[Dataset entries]

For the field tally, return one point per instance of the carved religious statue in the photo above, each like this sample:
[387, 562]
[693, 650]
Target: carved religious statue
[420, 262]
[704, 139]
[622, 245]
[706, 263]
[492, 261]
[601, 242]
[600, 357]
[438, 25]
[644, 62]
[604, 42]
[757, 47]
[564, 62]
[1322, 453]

(WORK REQUIRED):
The records above should be copied out again in full, exactly as they appear.

(TASK OUTPUT):
For the field tally, return one point per instance of the carved religious statue in the photo above, each like this sample:
[387, 562]
[693, 650]
Target: carved religious statue
[420, 262]
[704, 139]
[622, 245]
[706, 263]
[492, 261]
[601, 242]
[600, 357]
[438, 25]
[644, 62]
[604, 42]
[757, 47]
[564, 62]
[1322, 453]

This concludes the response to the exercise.